▶ _Work request_
Images excluded, reproduce each line of the records exactly as it stands.

------------------------------------

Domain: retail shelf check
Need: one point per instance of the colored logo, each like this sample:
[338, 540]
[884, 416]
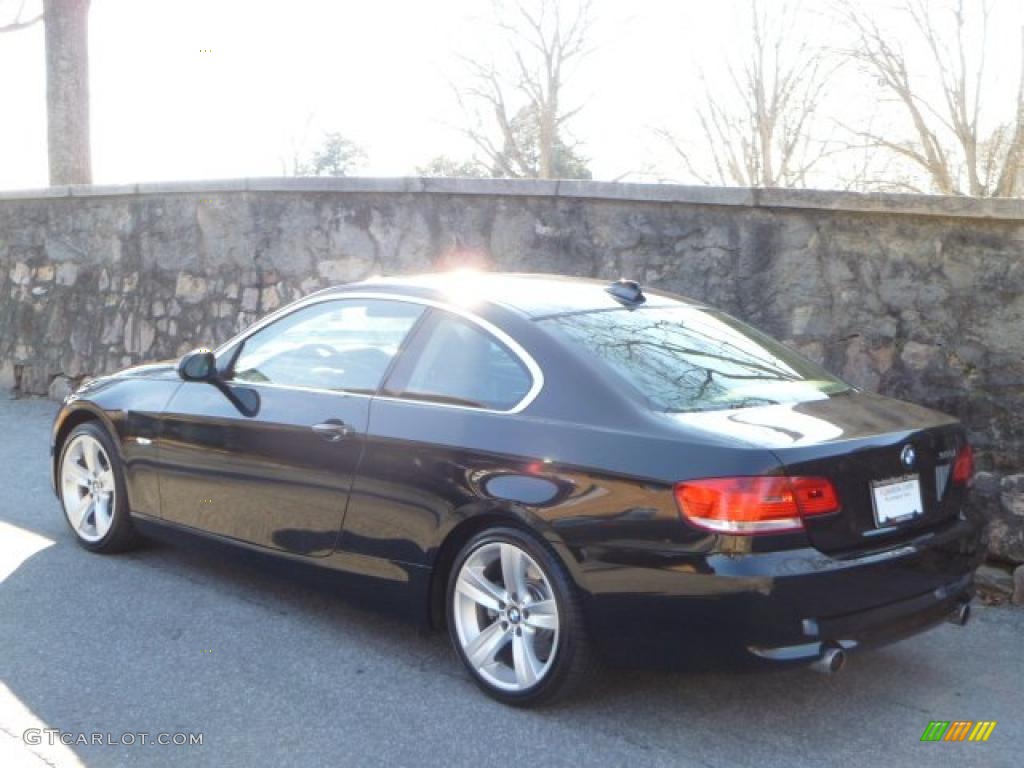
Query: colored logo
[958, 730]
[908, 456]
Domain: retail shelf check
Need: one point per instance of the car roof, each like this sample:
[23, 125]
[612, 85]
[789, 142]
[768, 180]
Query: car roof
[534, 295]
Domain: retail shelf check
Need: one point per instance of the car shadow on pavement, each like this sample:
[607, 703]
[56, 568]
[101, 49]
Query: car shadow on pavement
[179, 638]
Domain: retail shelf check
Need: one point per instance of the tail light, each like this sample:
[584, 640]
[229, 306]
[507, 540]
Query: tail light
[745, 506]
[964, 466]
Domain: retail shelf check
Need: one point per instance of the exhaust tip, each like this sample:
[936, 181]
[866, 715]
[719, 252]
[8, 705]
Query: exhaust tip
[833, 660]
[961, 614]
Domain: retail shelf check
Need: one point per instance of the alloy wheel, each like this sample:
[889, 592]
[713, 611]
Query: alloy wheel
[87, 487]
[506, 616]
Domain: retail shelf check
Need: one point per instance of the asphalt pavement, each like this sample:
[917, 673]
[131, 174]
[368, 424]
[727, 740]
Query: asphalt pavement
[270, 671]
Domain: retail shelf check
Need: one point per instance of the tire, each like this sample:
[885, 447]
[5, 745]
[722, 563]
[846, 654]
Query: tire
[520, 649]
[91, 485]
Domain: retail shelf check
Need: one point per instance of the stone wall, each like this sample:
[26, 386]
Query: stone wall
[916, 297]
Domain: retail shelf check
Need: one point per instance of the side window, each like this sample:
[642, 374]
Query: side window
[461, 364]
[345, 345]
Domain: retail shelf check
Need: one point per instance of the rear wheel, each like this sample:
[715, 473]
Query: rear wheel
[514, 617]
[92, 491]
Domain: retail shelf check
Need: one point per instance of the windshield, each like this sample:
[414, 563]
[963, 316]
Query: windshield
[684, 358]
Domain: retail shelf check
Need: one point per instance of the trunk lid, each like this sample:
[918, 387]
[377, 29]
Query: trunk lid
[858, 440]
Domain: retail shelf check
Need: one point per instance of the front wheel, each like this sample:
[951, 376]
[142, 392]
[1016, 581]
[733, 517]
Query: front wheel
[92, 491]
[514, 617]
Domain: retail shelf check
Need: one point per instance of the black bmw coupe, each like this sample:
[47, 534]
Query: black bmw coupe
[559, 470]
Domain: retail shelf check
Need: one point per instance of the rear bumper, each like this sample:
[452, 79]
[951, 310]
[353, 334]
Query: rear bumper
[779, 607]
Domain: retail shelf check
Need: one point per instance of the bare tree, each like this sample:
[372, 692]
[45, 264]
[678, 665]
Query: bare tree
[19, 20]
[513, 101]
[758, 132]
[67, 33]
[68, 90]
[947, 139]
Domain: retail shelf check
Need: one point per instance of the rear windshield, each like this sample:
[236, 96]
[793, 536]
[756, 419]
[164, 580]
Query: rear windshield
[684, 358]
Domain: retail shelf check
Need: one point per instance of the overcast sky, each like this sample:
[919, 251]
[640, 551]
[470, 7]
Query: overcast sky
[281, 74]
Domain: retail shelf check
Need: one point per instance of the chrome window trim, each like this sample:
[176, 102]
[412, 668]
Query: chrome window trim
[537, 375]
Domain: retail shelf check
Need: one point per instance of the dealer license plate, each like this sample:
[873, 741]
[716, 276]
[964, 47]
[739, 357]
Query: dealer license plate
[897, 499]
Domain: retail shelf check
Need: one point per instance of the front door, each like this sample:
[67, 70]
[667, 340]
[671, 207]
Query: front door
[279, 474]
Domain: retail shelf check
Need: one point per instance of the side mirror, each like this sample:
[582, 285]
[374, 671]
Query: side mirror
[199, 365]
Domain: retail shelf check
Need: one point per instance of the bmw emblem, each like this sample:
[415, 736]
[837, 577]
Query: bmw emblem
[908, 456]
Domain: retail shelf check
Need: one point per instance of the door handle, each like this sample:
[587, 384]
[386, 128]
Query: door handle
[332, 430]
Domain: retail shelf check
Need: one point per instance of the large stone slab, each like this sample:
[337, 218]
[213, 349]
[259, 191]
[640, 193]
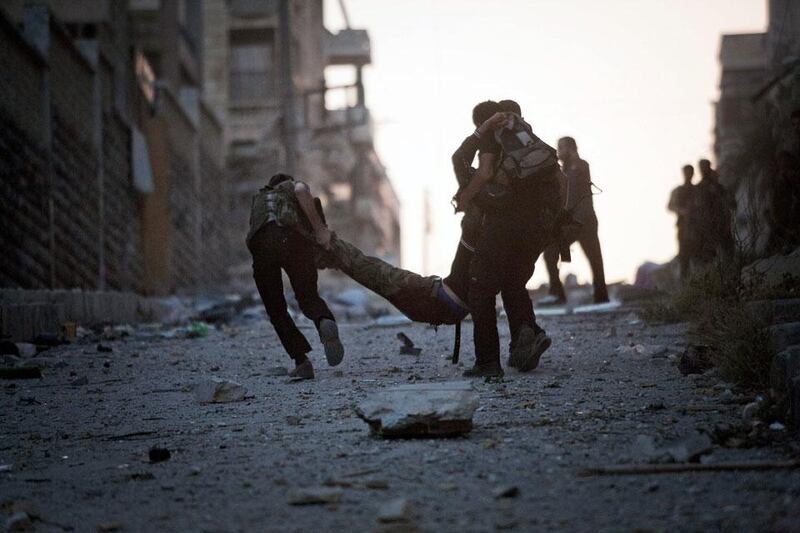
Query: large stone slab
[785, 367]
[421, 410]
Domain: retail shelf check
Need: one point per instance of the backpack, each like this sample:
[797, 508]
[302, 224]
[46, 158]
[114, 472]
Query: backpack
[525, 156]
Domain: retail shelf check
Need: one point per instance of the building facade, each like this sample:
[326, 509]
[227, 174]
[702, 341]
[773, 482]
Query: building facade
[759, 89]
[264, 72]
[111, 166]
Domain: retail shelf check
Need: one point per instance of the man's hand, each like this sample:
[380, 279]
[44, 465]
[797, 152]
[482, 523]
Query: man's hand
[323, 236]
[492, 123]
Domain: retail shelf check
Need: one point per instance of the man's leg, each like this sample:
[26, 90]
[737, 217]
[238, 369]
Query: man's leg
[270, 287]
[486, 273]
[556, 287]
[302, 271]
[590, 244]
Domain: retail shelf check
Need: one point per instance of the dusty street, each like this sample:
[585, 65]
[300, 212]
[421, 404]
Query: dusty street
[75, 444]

------------------------------------

▶ _Response to this task_
Domain: retail shelf check
Need: one point per instance of the colored logo, each like this sample:
[338, 540]
[884, 416]
Query: colored logo
[958, 730]
[908, 456]
Domain: retail shelf check
Need: one point per instance of the car roof, each like this sample:
[23, 125]
[612, 85]
[789, 142]
[768, 180]
Query: car roof
[534, 295]
Domain: retail shelf check
Need: one point per instance of the car shadow on pavement, each like this sample:
[607, 703]
[56, 568]
[101, 49]
Query: car shadow on pavement
[179, 638]
Domain: retail shelf check
Need: one point per instance of the tail light, each like this sample:
[584, 640]
[229, 306]
[507, 540]
Query: tail light
[745, 506]
[964, 466]
Domain: retail shelf check
Need: one point per instance of the exhaust tip, each like this sample:
[936, 181]
[866, 715]
[719, 252]
[8, 705]
Query: exhaust tip
[833, 660]
[961, 614]
Domain: retail shelf check
Need: one point per instance of the alloy wheel, each like this sample:
[889, 592]
[713, 611]
Query: alloy wheel
[87, 487]
[506, 616]
Domain: retail shelf check
Need: one point per instance of the asphalt pavement, each like this sample:
[917, 673]
[131, 174]
[368, 424]
[727, 740]
Query: asphalt pavement
[270, 671]
Domain: retail shelf check
Need: one point per instance of the tire, each like this sample:
[885, 447]
[5, 745]
[722, 563]
[846, 654]
Query: tire
[520, 649]
[91, 485]
Domain: retail shelf check
Need: one point per instance of the stone wall, each like this sample:
[26, 386]
Query: stone wall
[916, 297]
Domain: retail shelf check
Need: one point per instance of the side window, each like this sample:
[642, 374]
Query: side window
[461, 364]
[345, 345]
Domain: retail shelf check
Need: one point per instance of the rear wheel, each like this sample:
[715, 473]
Query: rear wheel
[514, 617]
[92, 491]
Domain: retail shelf check
Need: one point per instance of the windshield, each like this sample:
[414, 563]
[963, 316]
Query: windshield
[684, 358]
Domain: retail shelf check
Need: one point per instance of the trunk lid, each like this sample:
[918, 387]
[377, 29]
Query: trunk lid
[858, 440]
Domain: retail shelf check
Need: one point per instance of the front wheel, each like this sample:
[951, 376]
[142, 392]
[1016, 581]
[733, 517]
Query: front wheel
[92, 491]
[514, 617]
Domain: retail shelf check
Need: one point per instance of the black bmw coupe, each like this sample:
[47, 534]
Query: black bmw coupe
[559, 470]
Domain: retail shelf check
Need: one point per instance of the rear bumper, each like this sample:
[452, 79]
[951, 310]
[353, 334]
Query: rear bumper
[779, 607]
Domain: retail shelf check
Need: one point per instance of the bare tree, each like this sample:
[372, 692]
[45, 264]
[678, 665]
Query: bare tree
[19, 20]
[513, 101]
[758, 132]
[67, 33]
[68, 90]
[947, 139]
Domain: retail shelf check
Need: one point per instance of the rear windshield, each like this sample:
[236, 96]
[793, 536]
[756, 419]
[164, 580]
Query: rear windshield
[684, 358]
Domain: retail shelf check
Need: one point per instance of the overcast sky, each like this sample:
[919, 251]
[640, 551]
[470, 7]
Query: overcast sky
[281, 74]
Domain: retail shelf check
Need: one point per instance of the chrome window trim, each like this sample:
[176, 102]
[412, 668]
Query: chrome window trim
[537, 375]
Domain: retail shelf check
Need: one point per instance of the dealer license plate, each like this sample:
[873, 741]
[716, 276]
[964, 47]
[739, 357]
Query: dealer license plate
[897, 499]
Domain: retail shelf check
Need: one point per instance of the front door, each like this sample:
[67, 70]
[667, 340]
[671, 207]
Query: front door
[279, 474]
Domain: retail shelf check
Need: one point per instance of the side mirror, each like this sample:
[582, 285]
[374, 671]
Query: side mirror
[199, 365]
Domain: retail shelf check
Need: one point per instance of the bmw emblem, each like this sample:
[415, 736]
[837, 577]
Query: bmw emblem
[908, 456]
Domain: retail shelf check
Need: one point per instance of the door handle, each like this sample:
[587, 384]
[386, 128]
Query: door handle
[332, 430]
Domain: retail shelf check
Need: one point per instance of the large stone slab, each like this sample:
[337, 218]
[213, 349]
[259, 191]
[640, 193]
Query: large stone slab
[785, 367]
[421, 410]
Domain: retail shelf check
Need: one point per instance of the backpack, each like this sample:
[797, 508]
[302, 224]
[46, 158]
[114, 472]
Query: backpack
[525, 156]
Domain: retail shelf check
Need: one point per instance of the building facade, each like this sample:
[326, 509]
[227, 174]
[702, 341]
[773, 482]
Query: building facade
[759, 89]
[264, 72]
[111, 166]
Domain: retail shelf check
Need: one point per instance of the man's hand, each like this sample:
[380, 279]
[44, 465]
[797, 152]
[482, 523]
Query: man's hand
[323, 236]
[492, 123]
Domain: retail shelf check
Need: one point per instance of the man's leg, each like this sample:
[26, 90]
[737, 217]
[238, 369]
Query: man's leg
[270, 287]
[486, 273]
[556, 287]
[302, 271]
[590, 244]
Domain: retail shelf check
Need: one point per instance of the dusty street, each like this sample:
[585, 65]
[300, 212]
[421, 404]
Query: dusty street
[75, 444]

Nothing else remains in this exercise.